[Labeling and segmentation records]
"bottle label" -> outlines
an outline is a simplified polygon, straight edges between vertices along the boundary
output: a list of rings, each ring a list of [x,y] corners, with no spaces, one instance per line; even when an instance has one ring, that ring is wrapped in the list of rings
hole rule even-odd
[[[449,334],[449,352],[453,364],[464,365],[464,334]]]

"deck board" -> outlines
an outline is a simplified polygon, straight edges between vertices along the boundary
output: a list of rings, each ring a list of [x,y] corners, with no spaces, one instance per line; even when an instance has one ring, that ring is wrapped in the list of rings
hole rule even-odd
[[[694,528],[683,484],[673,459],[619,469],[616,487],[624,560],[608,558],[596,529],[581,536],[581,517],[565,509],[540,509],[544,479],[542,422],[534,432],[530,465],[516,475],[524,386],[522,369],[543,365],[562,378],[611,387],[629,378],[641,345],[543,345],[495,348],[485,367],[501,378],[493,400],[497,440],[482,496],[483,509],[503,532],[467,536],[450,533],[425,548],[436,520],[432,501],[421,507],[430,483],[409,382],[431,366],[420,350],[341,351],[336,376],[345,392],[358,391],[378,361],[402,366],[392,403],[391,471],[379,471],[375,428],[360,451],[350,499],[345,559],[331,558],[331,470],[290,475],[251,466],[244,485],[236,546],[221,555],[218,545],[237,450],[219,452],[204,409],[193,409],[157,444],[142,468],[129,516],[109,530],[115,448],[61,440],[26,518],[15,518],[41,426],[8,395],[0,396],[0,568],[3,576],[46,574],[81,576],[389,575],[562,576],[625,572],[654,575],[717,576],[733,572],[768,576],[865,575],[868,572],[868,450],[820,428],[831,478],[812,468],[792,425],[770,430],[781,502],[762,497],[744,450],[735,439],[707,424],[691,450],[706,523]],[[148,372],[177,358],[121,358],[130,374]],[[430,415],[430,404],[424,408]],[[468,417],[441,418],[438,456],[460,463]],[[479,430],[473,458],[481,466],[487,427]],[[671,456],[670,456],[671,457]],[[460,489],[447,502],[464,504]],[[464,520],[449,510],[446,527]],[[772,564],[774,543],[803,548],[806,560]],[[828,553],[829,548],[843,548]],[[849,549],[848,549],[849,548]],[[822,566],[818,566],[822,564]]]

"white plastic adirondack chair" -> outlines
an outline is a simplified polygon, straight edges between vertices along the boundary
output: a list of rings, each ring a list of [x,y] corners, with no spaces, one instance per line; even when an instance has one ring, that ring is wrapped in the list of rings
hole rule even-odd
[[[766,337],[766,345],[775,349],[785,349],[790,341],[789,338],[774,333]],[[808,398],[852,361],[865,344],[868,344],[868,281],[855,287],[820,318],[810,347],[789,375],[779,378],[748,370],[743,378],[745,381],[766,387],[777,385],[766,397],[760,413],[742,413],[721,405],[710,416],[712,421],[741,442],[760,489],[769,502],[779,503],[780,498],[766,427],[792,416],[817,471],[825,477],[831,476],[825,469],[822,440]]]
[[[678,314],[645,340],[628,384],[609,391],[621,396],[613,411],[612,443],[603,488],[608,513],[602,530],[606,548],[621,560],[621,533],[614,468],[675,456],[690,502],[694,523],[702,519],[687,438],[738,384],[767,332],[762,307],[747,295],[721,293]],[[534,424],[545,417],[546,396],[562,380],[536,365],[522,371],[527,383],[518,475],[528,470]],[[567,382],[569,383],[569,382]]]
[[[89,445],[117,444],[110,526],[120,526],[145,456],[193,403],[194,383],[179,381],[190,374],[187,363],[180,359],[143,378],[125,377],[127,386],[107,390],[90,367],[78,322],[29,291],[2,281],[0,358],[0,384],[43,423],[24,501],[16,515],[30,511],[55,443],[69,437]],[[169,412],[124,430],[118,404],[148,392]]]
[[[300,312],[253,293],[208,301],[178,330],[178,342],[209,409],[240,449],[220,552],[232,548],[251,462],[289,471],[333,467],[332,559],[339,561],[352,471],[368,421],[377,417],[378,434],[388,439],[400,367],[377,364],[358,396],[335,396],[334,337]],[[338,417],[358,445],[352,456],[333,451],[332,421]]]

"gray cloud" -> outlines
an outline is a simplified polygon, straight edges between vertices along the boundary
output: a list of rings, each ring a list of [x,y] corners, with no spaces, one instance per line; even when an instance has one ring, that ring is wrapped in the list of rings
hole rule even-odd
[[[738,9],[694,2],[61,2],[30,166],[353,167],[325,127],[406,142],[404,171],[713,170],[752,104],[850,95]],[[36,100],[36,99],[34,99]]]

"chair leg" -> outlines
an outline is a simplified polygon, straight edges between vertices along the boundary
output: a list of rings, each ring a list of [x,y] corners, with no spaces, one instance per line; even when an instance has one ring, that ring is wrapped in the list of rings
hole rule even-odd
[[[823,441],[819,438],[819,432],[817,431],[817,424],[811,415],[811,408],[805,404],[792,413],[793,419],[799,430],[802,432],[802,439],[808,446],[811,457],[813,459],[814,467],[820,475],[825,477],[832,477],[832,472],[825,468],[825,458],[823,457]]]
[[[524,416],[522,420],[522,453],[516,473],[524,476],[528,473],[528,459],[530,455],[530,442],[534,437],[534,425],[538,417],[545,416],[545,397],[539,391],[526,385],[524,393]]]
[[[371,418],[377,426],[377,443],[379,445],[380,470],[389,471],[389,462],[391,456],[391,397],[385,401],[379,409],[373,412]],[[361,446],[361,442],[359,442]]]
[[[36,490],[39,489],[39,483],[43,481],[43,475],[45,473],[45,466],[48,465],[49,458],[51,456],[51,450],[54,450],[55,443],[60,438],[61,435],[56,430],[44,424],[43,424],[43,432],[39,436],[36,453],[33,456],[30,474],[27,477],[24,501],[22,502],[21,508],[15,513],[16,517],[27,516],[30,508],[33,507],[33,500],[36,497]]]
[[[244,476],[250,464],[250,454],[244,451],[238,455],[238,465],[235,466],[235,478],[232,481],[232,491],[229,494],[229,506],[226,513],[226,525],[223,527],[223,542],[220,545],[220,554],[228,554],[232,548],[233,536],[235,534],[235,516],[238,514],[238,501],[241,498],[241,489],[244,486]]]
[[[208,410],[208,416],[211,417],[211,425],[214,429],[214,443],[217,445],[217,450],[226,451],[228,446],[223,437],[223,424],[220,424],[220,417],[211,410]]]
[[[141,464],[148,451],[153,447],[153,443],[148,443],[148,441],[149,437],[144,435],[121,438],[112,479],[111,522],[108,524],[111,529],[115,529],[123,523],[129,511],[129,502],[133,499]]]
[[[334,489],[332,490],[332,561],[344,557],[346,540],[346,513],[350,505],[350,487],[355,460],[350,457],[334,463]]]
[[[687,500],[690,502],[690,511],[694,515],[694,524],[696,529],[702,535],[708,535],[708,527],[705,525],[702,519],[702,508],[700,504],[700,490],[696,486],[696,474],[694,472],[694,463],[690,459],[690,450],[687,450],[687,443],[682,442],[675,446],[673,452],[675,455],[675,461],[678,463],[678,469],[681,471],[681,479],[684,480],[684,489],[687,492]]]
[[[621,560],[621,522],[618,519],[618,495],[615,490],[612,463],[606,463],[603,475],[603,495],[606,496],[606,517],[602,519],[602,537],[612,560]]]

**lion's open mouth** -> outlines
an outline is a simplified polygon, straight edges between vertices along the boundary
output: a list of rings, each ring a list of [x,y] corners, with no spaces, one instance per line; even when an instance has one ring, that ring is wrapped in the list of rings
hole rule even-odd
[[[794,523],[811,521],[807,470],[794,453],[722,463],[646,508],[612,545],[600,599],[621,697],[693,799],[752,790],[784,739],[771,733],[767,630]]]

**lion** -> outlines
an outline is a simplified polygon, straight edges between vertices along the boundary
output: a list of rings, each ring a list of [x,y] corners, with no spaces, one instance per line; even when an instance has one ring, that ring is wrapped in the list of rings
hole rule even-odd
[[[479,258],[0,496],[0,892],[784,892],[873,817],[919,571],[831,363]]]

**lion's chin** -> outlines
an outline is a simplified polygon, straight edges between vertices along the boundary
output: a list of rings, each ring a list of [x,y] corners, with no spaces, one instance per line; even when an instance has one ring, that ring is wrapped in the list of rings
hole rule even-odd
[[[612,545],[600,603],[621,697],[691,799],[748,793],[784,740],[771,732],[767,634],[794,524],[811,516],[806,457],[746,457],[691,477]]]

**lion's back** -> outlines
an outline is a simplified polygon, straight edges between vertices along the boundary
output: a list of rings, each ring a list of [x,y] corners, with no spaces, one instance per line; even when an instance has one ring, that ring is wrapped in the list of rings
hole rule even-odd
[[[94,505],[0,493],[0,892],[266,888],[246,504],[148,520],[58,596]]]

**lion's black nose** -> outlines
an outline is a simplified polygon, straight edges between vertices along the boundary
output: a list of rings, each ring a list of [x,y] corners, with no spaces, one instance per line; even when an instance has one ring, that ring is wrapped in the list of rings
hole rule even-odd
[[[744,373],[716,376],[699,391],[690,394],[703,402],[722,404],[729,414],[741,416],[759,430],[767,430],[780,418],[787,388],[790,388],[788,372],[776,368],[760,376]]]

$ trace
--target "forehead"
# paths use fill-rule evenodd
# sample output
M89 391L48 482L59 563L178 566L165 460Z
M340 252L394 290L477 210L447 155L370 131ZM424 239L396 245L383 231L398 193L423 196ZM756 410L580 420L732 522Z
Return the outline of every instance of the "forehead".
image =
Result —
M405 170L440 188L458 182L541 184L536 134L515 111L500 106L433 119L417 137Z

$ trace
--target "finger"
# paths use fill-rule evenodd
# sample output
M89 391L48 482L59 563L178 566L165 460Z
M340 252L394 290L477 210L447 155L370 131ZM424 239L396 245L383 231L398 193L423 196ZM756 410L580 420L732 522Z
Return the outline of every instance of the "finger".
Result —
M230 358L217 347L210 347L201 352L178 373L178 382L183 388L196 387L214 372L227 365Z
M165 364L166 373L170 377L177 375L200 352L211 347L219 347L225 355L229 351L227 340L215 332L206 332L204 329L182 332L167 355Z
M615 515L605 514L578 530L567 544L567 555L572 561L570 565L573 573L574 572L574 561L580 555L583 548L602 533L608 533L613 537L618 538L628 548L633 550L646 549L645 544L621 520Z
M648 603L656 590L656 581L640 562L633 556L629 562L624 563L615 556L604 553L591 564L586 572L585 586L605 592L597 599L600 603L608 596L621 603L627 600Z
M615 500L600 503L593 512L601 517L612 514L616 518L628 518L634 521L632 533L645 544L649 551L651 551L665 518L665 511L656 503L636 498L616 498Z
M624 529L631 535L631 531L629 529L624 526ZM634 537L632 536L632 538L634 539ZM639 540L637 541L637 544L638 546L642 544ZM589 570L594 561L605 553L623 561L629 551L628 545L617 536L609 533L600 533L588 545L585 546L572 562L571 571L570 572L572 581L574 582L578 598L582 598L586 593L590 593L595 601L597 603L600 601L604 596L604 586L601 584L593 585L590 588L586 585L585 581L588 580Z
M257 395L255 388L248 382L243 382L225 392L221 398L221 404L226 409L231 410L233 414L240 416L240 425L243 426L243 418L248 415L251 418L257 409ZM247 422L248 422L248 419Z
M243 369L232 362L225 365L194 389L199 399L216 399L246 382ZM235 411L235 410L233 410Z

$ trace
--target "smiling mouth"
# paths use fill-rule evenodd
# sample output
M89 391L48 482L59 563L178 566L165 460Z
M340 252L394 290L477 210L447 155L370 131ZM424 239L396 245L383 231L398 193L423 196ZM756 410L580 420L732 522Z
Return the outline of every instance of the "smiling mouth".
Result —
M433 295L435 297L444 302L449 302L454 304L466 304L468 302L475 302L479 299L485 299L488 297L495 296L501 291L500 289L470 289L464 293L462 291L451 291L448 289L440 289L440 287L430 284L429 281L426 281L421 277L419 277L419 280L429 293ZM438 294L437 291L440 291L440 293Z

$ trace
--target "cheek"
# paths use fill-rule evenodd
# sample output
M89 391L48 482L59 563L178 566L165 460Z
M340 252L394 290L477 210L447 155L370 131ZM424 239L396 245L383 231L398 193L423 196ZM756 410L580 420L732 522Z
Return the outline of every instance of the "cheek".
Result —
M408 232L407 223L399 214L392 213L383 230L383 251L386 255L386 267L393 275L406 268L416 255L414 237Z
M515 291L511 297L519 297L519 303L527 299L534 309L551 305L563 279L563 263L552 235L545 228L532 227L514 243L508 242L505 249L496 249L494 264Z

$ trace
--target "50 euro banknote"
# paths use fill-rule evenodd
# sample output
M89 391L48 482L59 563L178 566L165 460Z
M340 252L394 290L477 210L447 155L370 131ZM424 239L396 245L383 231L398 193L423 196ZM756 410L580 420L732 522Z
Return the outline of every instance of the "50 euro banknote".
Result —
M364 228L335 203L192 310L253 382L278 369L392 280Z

__YOUR GOAL__. Could you arrange everything from the start of the listing down to and including the line containing "[[[449,334],[449,352],[453,364],[464,365],[464,334]]]" as a two-column CSV with the columns input and output? Give one row for each text-and-answer pair, with each field quoted and line breaks turned into spaces.

__FINAL RESULT__.
input,output
"""bottle label"" -> outlines an outline is a simplified polygon, straight edges between vertices along the boundary output: a list of rings, each ring a list of [x,y] corners, with no spaces, one instance per line; even when an instance has one ring, that ring is wrapped in the list of rings hole rule even-odd","[[[449,334],[449,352],[453,364],[464,365],[464,334]]]"